*AIM OF THE EXERCISE:* Write out the whole listing again, exactly.

-- START INPUT DATA --

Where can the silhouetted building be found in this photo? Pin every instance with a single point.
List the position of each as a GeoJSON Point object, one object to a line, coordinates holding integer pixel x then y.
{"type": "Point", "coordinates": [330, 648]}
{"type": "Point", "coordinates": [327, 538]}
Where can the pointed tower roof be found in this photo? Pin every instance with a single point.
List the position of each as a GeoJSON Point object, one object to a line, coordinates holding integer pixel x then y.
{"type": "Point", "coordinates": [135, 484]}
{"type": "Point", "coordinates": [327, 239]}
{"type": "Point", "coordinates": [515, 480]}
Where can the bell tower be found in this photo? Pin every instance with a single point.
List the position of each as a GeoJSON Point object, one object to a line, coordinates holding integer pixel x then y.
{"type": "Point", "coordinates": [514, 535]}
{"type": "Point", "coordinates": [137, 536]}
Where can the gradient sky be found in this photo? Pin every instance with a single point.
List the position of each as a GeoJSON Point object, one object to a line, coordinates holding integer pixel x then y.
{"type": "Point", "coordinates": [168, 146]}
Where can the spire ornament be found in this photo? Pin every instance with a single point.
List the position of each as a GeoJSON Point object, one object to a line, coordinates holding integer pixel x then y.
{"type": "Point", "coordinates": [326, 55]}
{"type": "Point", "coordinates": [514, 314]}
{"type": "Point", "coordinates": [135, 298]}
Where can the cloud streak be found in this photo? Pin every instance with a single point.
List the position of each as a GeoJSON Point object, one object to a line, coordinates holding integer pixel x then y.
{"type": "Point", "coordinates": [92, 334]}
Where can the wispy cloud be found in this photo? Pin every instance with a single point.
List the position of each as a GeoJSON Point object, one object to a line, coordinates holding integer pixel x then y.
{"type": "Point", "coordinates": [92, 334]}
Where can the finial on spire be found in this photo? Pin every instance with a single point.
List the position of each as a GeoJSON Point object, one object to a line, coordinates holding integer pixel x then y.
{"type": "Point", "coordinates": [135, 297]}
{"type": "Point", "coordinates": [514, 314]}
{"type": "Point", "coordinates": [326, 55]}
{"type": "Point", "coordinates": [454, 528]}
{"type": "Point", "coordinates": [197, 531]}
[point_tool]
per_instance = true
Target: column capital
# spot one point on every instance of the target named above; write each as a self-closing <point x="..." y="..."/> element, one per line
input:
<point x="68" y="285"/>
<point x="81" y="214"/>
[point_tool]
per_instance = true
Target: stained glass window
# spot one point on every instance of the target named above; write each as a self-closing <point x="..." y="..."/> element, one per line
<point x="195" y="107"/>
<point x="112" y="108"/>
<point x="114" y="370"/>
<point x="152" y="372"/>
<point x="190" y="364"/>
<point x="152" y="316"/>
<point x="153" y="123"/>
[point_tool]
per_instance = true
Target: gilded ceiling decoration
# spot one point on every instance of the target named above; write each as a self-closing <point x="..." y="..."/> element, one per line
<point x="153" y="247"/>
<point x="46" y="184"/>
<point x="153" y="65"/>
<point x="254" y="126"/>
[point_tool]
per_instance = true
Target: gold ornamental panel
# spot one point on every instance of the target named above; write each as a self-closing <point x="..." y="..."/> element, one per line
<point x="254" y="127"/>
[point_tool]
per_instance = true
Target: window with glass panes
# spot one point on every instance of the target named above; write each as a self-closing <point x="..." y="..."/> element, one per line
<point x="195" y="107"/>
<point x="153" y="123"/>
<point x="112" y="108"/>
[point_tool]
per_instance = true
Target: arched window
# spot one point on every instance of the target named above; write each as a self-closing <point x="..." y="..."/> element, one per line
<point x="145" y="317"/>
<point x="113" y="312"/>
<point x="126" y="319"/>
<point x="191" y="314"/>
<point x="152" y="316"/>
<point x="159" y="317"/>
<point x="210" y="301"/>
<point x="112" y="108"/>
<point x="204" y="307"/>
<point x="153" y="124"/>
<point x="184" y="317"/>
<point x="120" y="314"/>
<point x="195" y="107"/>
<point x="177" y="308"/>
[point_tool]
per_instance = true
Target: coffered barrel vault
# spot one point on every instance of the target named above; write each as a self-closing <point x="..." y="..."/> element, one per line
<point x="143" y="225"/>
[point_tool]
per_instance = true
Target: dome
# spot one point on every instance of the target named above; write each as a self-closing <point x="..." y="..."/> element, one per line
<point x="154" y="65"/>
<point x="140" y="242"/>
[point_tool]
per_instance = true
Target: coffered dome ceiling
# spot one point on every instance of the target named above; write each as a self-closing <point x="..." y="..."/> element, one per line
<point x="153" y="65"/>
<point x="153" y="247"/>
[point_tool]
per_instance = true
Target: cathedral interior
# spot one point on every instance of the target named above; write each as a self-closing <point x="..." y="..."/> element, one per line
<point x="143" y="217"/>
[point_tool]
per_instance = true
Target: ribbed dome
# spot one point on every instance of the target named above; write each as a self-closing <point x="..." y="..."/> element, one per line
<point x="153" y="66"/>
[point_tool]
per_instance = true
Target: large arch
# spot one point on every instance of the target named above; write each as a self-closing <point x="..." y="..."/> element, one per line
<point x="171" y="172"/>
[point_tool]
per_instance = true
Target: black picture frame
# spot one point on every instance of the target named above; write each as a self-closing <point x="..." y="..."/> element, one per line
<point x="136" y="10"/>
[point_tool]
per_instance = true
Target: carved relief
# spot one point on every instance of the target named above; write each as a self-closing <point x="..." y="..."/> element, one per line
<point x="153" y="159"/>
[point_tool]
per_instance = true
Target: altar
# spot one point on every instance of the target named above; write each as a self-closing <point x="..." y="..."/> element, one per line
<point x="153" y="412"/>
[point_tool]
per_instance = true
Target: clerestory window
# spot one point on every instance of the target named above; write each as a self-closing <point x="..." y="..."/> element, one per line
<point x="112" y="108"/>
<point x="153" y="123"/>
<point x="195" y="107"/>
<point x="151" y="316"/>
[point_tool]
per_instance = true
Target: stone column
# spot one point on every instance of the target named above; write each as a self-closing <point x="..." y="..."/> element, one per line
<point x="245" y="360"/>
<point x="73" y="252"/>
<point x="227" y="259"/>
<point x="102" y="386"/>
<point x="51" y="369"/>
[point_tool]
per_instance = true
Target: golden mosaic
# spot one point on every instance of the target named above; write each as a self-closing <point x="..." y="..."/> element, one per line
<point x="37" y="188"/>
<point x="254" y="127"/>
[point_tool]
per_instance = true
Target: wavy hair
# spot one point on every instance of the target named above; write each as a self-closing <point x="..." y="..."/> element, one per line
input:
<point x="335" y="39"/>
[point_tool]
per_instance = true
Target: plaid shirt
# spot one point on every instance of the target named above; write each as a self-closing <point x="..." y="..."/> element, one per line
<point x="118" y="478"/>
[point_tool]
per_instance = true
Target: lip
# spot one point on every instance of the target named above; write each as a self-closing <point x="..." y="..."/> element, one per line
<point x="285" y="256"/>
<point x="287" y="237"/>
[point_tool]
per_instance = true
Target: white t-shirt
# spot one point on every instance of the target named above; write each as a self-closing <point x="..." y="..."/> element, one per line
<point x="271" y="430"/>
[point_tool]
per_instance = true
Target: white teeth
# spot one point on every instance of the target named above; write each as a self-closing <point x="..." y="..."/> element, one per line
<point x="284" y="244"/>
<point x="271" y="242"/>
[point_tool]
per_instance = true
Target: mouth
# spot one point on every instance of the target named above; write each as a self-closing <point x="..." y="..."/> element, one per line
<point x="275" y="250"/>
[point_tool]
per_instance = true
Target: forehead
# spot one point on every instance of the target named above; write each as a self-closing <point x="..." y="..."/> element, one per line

-- END INPUT DATA --

*ANSWER TO THIS EXERCISE:*
Where can the silhouetted building be found in this photo? Pin every instance with a single point.
List the position of each as a GeoJSON Point object, one object to a line, coordinates holding integer pixel x then y.
{"type": "Point", "coordinates": [330, 648]}
{"type": "Point", "coordinates": [327, 538]}
Where can the pointed tower roof be found in this photo? Pin every instance with a single point.
List the position of each as a GeoJSON Point object, one object to a line, coordinates holding integer pixel x then y.
{"type": "Point", "coordinates": [135, 484]}
{"type": "Point", "coordinates": [327, 239]}
{"type": "Point", "coordinates": [515, 480]}
Where can the bell tower be found in this photo? Pin every instance with a single point.
List the position of each as a GeoJSON Point object, one object to a line, coordinates holding integer pixel x then y.
{"type": "Point", "coordinates": [514, 535]}
{"type": "Point", "coordinates": [137, 536]}
Where can the gradient sky be found in this photo? Pin every instance with a single point.
List the position of each as a GeoJSON Point object, one object to a line, coordinates holding integer pixel x then y.
{"type": "Point", "coordinates": [168, 146]}
Where can the spire ornament be found in this photo? Pin every instance with a single point.
List the position of each as a GeoJSON Point object, one object to a line, coordinates holding integer pixel x then y.
{"type": "Point", "coordinates": [326, 55]}
{"type": "Point", "coordinates": [514, 314]}
{"type": "Point", "coordinates": [135, 298]}
Where can the cloud streak be found in this photo? Pin every instance with a single point.
List the position of each as a GeoJSON Point object, one object to a line, coordinates holding integer pixel x then y.
{"type": "Point", "coordinates": [92, 334]}
Where can the wispy cloud be found in this photo? Pin every instance with a single point.
List the position of each as a GeoJSON Point object, one object to a line, coordinates holding integer pixel x then y.
{"type": "Point", "coordinates": [92, 334]}
Where can the finial on spire be found in this photo? Pin every instance with a single point.
List the position of each as a GeoJSON Point object, one object to a line, coordinates holding integer pixel x then y.
{"type": "Point", "coordinates": [135, 297]}
{"type": "Point", "coordinates": [514, 314]}
{"type": "Point", "coordinates": [326, 55]}
{"type": "Point", "coordinates": [454, 528]}
{"type": "Point", "coordinates": [197, 531]}
[point_tool]
per_instance = true
Target: column capital
# spot one point on every instance of the target named above; write each as a self-closing <point x="..." y="..."/> element, one per line
input:
<point x="68" y="285"/>
<point x="81" y="214"/>
[point_tool]
per_instance = true
Target: stained glass window
# spot one point on every instance of the target named above; write each as a self-closing <point x="..." y="..."/> element, one per line
<point x="195" y="107"/>
<point x="112" y="108"/>
<point x="114" y="370"/>
<point x="152" y="372"/>
<point x="190" y="364"/>
<point x="152" y="316"/>
<point x="153" y="123"/>
[point_tool]
per_instance = true
Target: gilded ceiling decoration
# spot one point on every instance of the target named above; write each as a self-closing <point x="..." y="..."/> element, one per line
<point x="153" y="247"/>
<point x="46" y="184"/>
<point x="153" y="65"/>
<point x="254" y="126"/>
[point_tool]
per_instance = true
Target: gold ornamental panel
# spot one point on every instance of the target named above; write each as a self-closing <point x="..." y="..."/> element, one per line
<point x="254" y="127"/>
[point_tool]
per_instance = true
Target: window with glass panes
# spot one point on every instance of the target named above; write each as a self-closing <point x="..." y="..."/> element, one per line
<point x="195" y="107"/>
<point x="153" y="123"/>
<point x="112" y="108"/>
[point_tool]
per_instance = true
Target: arched window
# spot one point on every instance of the target named above; write each as a self-closing <point x="..." y="..."/> element, one per line
<point x="145" y="317"/>
<point x="113" y="312"/>
<point x="126" y="319"/>
<point x="191" y="314"/>
<point x="152" y="316"/>
<point x="159" y="317"/>
<point x="210" y="301"/>
<point x="112" y="108"/>
<point x="204" y="307"/>
<point x="153" y="124"/>
<point x="184" y="317"/>
<point x="120" y="314"/>
<point x="195" y="107"/>
<point x="177" y="308"/>
[point_tool]
per_instance = true
Target: coffered barrel vault
# spot one point on every instance of the target named above; write each as a self-closing <point x="..." y="..."/> element, one per line
<point x="143" y="225"/>
[point_tool]
per_instance = true
Target: dome
# spot one point on every instance of the target named above; write each as a self-closing <point x="..." y="..."/> element, one per line
<point x="154" y="65"/>
<point x="140" y="242"/>
[point_tool]
per_instance = true
Target: coffered dome ceiling
# spot one point on every instance of the target named above; write each as a self-closing <point x="..." y="..."/> element, one per line
<point x="153" y="65"/>
<point x="153" y="247"/>
[point_tool]
per_instance = true
Target: cathedral interior
# spot one point on every instance of the target named above; write each as a self-closing <point x="..." y="..."/> element, one per line
<point x="143" y="217"/>
[point_tool]
per_instance = true
Target: ribbed dome
# spot one point on every instance of the target named above; write each as a self-closing <point x="..." y="..."/> element, one per line
<point x="153" y="66"/>
[point_tool]
per_instance = true
Target: large arch
# spot one point on every instance of the target named above; write each as a self-closing <point x="..." y="..."/> element, one per line
<point x="171" y="172"/>
[point_tool]
per_instance = true
Target: black picture frame
# spot one point on every instance of the target named above; write each as a self-closing <point x="..." y="..."/> element, one per line
<point x="136" y="10"/>
[point_tool]
per_instance = true
Target: carved relief
# spot one point on every instance of the target named above; write each as a self-closing <point x="..." y="..."/> element, one per line
<point x="153" y="159"/>
[point_tool]
per_instance = true
Target: altar
# spot one point on every instance of the target named above; write each as a self-closing <point x="..." y="..."/> element, one per line
<point x="153" y="412"/>
[point_tool]
per_instance = true
Target: clerestory window
# spot one point on every instance of the target named above; write each as a self-closing <point x="..." y="..."/> element, one per line
<point x="112" y="108"/>
<point x="153" y="123"/>
<point x="195" y="107"/>
<point x="151" y="316"/>
[point_tool]
per_instance = true
Target: stone column
# spot one point on every instance of the target named above; write each as a self-closing <point x="..." y="..."/> element, one per line
<point x="245" y="360"/>
<point x="73" y="252"/>
<point x="227" y="259"/>
<point x="102" y="386"/>
<point x="51" y="369"/>
[point_tool]
per_instance = true
Target: golden mosaic
# spot one point on every instance of the target named above; write each as a self-closing <point x="..." y="..."/> element, one per line
<point x="37" y="188"/>
<point x="254" y="127"/>
[point_tool]
per_instance = true
Target: wavy hair
# spot one point on every instance of the target named above; write each as a self-closing <point x="..." y="..."/> element, one per line
input:
<point x="335" y="39"/>
[point_tool]
per_instance = true
Target: plaid shirt
# spot one point on every instance of the target named above; write each as a self-closing <point x="..." y="..."/> element, one per line
<point x="118" y="478"/>
[point_tool]
per_instance = true
Target: lip
# spot one point on every instance of the target named above; write each as a self-closing <point x="..." y="..."/> element, one per line
<point x="285" y="256"/>
<point x="287" y="237"/>
[point_tool]
per_instance = true
Target: white t-shirt
# spot one point on every instance of the target named above; write each as a self-closing <point x="..." y="..."/> element, one per line
<point x="271" y="430"/>
[point_tool]
per_instance = true
Target: white teeth
# spot one point on every instance of the target named above; write each as a self-closing <point x="..." y="..."/> element, one per line
<point x="284" y="244"/>
<point x="271" y="242"/>
[point_tool]
per_instance = true
Target: mouth
# spot one point on every instance of the target named above; write each as a self-closing <point x="..." y="..."/> element, one per line
<point x="275" y="250"/>
[point_tool]
per_instance = true
Target: forehead
# spot one point on every instance of the target named above; write each as a self-closing <point x="..." y="..."/> element, one per line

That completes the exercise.